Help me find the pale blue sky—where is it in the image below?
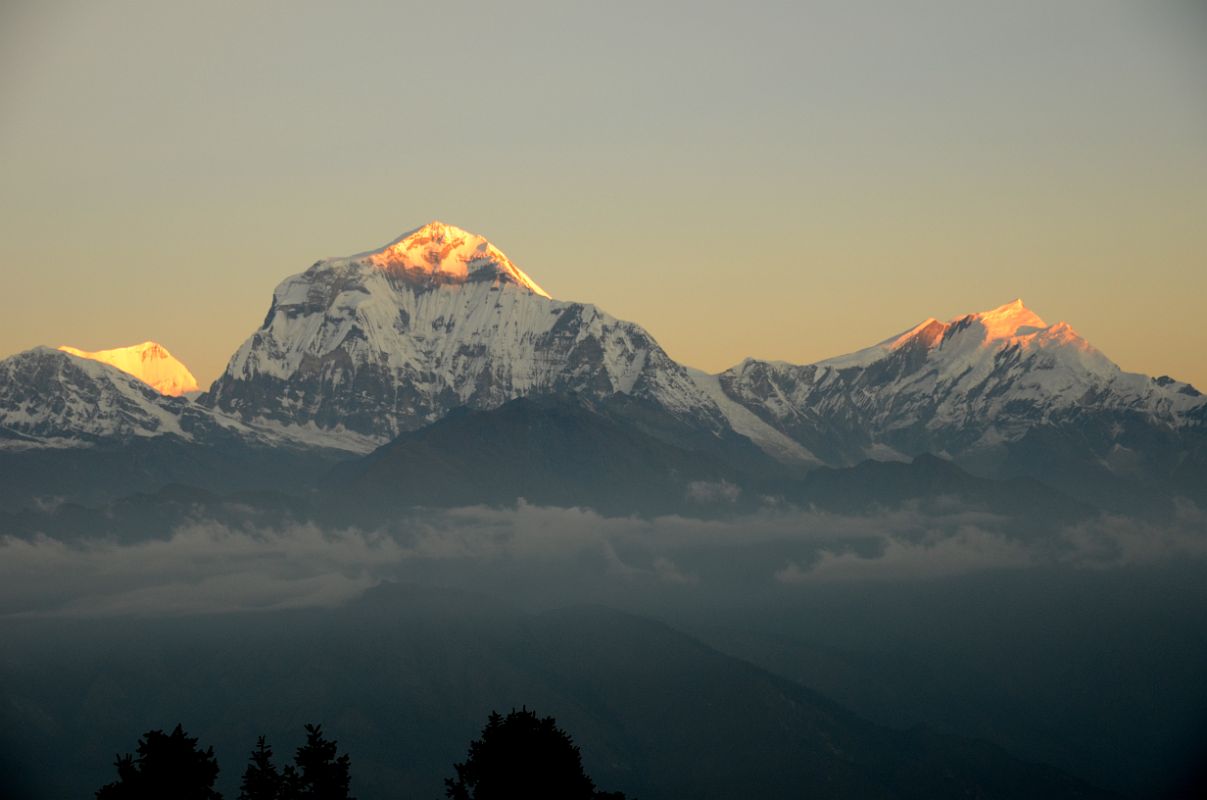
[0,0,1207,387]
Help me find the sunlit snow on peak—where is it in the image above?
[59,341,199,397]
[351,220,549,297]
[972,299,1048,341]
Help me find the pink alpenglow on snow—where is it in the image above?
[59,341,200,397]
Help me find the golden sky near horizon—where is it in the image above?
[0,0,1207,389]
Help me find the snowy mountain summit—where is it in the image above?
[716,300,1207,472]
[198,222,728,449]
[59,341,199,397]
[352,221,549,297]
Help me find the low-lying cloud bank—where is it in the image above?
[0,502,1207,617]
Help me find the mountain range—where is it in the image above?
[0,222,1207,508]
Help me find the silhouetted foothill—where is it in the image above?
[444,708,624,800]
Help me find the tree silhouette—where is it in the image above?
[239,725,355,800]
[293,725,355,800]
[239,736,282,800]
[444,707,624,800]
[97,725,222,800]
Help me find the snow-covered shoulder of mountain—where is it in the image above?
[0,348,188,449]
[198,222,727,443]
[59,341,200,397]
[688,368,822,466]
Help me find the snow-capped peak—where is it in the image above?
[332,220,549,297]
[59,341,199,397]
[964,299,1048,343]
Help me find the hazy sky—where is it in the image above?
[0,0,1207,389]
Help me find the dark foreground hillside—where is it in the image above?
[0,586,1107,800]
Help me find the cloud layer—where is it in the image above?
[0,503,1207,617]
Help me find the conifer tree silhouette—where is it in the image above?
[293,725,355,800]
[444,707,624,800]
[232,725,356,800]
[97,725,222,800]
[239,736,282,800]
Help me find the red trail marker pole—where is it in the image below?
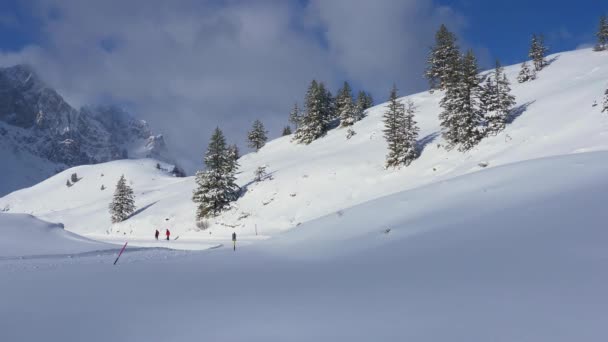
[114,241,129,265]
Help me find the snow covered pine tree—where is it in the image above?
[481,61,515,135]
[593,15,608,51]
[357,90,374,114]
[336,82,361,127]
[517,62,536,83]
[110,175,135,223]
[439,50,484,152]
[528,34,548,72]
[281,126,291,136]
[293,80,331,144]
[384,85,419,168]
[425,25,460,91]
[247,120,268,152]
[289,102,302,130]
[192,128,239,221]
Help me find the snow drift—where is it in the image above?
[0,213,117,259]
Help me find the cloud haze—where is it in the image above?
[0,0,466,172]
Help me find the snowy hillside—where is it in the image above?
[0,65,176,195]
[0,50,608,244]
[0,214,116,259]
[0,152,608,342]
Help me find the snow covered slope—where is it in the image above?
[0,214,117,259]
[0,50,608,243]
[0,152,608,342]
[0,65,176,195]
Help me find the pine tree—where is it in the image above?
[336,82,360,127]
[517,62,536,83]
[383,85,405,168]
[401,100,420,166]
[192,128,239,220]
[357,90,374,111]
[319,82,338,124]
[594,15,608,51]
[293,80,328,144]
[425,25,460,90]
[247,120,268,152]
[383,85,419,168]
[439,50,484,152]
[480,61,515,135]
[528,34,548,71]
[226,144,241,173]
[110,175,135,223]
[253,165,267,182]
[289,103,302,129]
[228,144,241,161]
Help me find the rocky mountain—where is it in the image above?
[0,65,178,195]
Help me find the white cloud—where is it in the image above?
[0,0,464,171]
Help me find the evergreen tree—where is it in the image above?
[480,61,515,134]
[247,120,268,152]
[439,50,484,152]
[319,82,338,124]
[336,82,360,127]
[401,100,420,166]
[425,25,460,91]
[289,103,302,129]
[110,175,135,223]
[383,85,405,168]
[517,62,536,83]
[383,85,419,168]
[594,15,608,51]
[294,80,328,144]
[528,34,548,71]
[192,128,239,220]
[228,144,241,161]
[253,165,268,182]
[357,90,374,112]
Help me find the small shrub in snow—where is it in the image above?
[346,128,357,139]
[254,165,268,182]
[517,62,536,83]
[109,175,135,223]
[593,15,608,51]
[196,220,209,230]
[528,35,548,71]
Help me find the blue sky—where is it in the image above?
[0,0,608,64]
[440,0,608,64]
[0,0,608,171]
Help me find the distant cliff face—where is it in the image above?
[0,65,179,195]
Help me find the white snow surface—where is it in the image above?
[0,50,608,342]
[0,50,608,244]
[0,213,116,259]
[0,152,608,342]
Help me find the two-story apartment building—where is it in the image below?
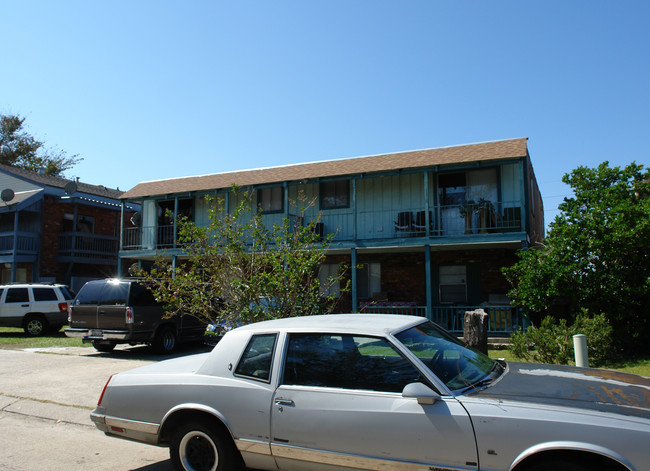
[0,165,140,290]
[120,138,544,332]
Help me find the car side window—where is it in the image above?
[235,334,277,381]
[282,334,422,392]
[5,288,29,303]
[32,288,58,301]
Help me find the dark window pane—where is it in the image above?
[5,288,29,303]
[32,288,58,301]
[99,282,129,306]
[235,334,276,381]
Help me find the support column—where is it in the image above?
[424,244,433,320]
[350,249,359,312]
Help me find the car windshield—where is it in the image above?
[395,322,504,393]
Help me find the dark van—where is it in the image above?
[65,278,205,353]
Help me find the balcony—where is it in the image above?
[359,303,529,337]
[57,232,119,265]
[122,201,524,251]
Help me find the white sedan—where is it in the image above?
[91,314,650,471]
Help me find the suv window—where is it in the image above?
[235,334,276,381]
[32,288,58,301]
[5,288,29,303]
[283,334,422,392]
[99,282,129,306]
[129,283,158,306]
[75,282,104,305]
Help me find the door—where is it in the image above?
[0,287,32,327]
[272,334,477,470]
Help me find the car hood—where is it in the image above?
[467,362,650,420]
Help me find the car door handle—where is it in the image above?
[275,397,293,406]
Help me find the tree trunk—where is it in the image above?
[463,309,488,355]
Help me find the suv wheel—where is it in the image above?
[23,314,48,337]
[153,327,176,354]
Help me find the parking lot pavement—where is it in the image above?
[0,347,201,471]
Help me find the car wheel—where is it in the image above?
[153,327,176,354]
[93,340,115,353]
[169,422,240,471]
[526,460,590,471]
[23,314,48,337]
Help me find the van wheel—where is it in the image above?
[153,327,176,355]
[23,314,49,337]
[169,421,241,471]
[93,340,115,353]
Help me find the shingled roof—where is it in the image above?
[121,138,528,199]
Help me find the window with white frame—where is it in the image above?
[318,263,341,298]
[257,186,284,214]
[357,262,381,298]
[440,265,467,304]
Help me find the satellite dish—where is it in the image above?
[63,182,77,196]
[131,211,142,226]
[0,188,14,203]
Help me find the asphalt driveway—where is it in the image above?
[0,347,202,471]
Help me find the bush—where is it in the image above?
[510,309,613,366]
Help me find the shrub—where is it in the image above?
[510,309,613,366]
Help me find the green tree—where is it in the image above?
[503,162,650,352]
[136,188,348,325]
[0,115,83,176]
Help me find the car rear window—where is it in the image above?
[99,282,129,306]
[5,288,29,303]
[32,288,58,301]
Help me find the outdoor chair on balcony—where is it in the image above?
[413,211,433,232]
[395,211,413,234]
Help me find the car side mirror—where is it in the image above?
[402,383,440,406]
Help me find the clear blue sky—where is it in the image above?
[0,0,650,223]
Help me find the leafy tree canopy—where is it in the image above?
[504,162,650,350]
[136,188,348,326]
[0,115,83,176]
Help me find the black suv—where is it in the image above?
[65,278,205,353]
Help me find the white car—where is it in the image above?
[0,283,74,336]
[91,314,650,471]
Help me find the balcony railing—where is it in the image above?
[57,232,119,265]
[361,305,529,336]
[122,201,523,250]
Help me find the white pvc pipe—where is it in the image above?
[573,334,589,368]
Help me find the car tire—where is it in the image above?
[526,460,593,471]
[153,327,176,355]
[23,314,49,337]
[169,421,241,471]
[93,340,115,353]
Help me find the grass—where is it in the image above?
[0,327,91,350]
[488,350,650,376]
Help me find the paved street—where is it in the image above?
[0,347,205,471]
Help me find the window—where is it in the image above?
[282,334,421,392]
[357,262,381,298]
[257,186,284,214]
[235,334,277,381]
[32,288,58,301]
[440,265,467,304]
[320,180,350,209]
[5,288,29,303]
[318,263,341,298]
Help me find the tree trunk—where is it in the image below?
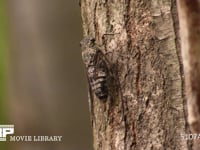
[80,0,191,150]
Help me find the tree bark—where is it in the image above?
[80,0,192,150]
[177,0,200,150]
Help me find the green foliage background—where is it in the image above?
[0,0,8,150]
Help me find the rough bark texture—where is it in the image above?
[178,0,200,149]
[80,0,191,150]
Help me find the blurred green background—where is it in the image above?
[0,0,92,150]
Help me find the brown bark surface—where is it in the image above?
[80,0,191,150]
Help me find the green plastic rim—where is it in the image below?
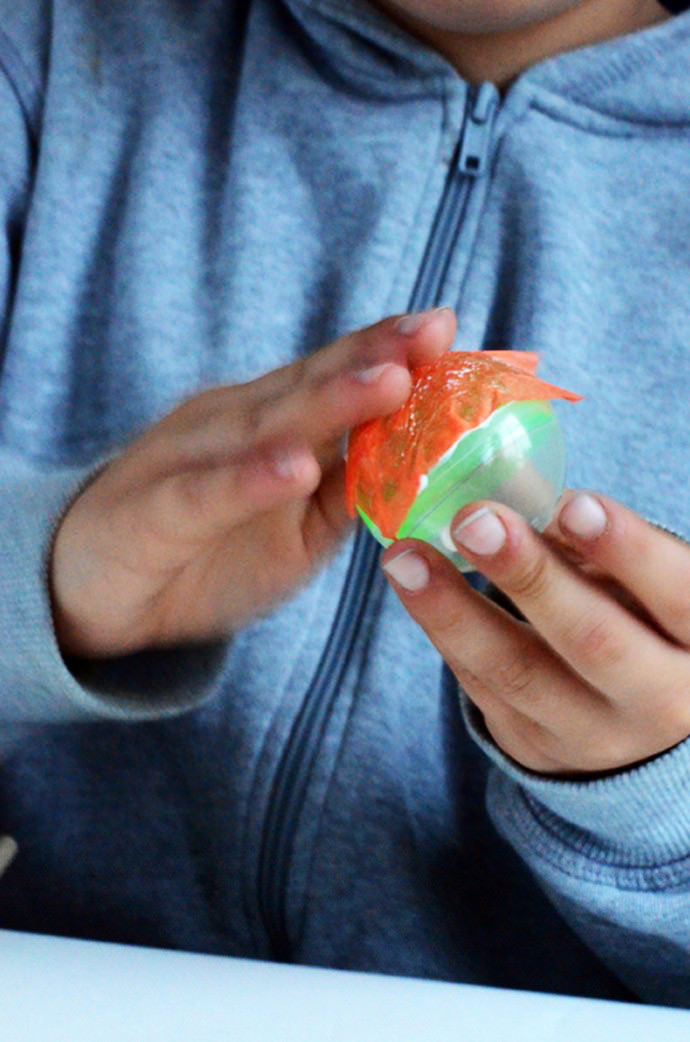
[356,401,565,552]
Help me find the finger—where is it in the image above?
[383,540,608,771]
[131,445,321,546]
[140,308,457,469]
[452,503,690,711]
[551,492,690,647]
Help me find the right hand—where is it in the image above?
[50,308,455,659]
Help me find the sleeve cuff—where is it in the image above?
[0,453,228,723]
[461,692,690,871]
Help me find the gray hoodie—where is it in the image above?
[0,0,690,1006]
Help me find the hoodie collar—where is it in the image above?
[282,0,690,126]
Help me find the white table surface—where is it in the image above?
[0,931,690,1042]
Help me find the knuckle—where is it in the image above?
[506,553,551,600]
[570,616,629,671]
[495,648,537,701]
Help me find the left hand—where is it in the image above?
[384,492,690,775]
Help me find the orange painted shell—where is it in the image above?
[345,351,582,539]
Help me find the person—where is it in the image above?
[0,0,690,1007]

GOAL OF THE EXERCISE. Copy out verbatim the lines from the one containing "Help me find the golden" through the one containing "[444,708,624,800]", including both of those lines.

WRITTEN ANSWER.
Help me find the golden sky near horizon—where is it in the image above?
[0,0,1207,389]
Help me find the snowy mountain summit—where is it in the image above?
[716,300,1207,472]
[198,222,728,449]
[59,341,199,397]
[352,221,549,297]
Help me find the low-lying cloud bank—where is it in the image above?
[0,502,1207,617]
Help me find the mountain range—where is it in the image above?
[0,222,1207,508]
Help me find the silhouetted foothill—where is it in the image above?
[444,708,624,800]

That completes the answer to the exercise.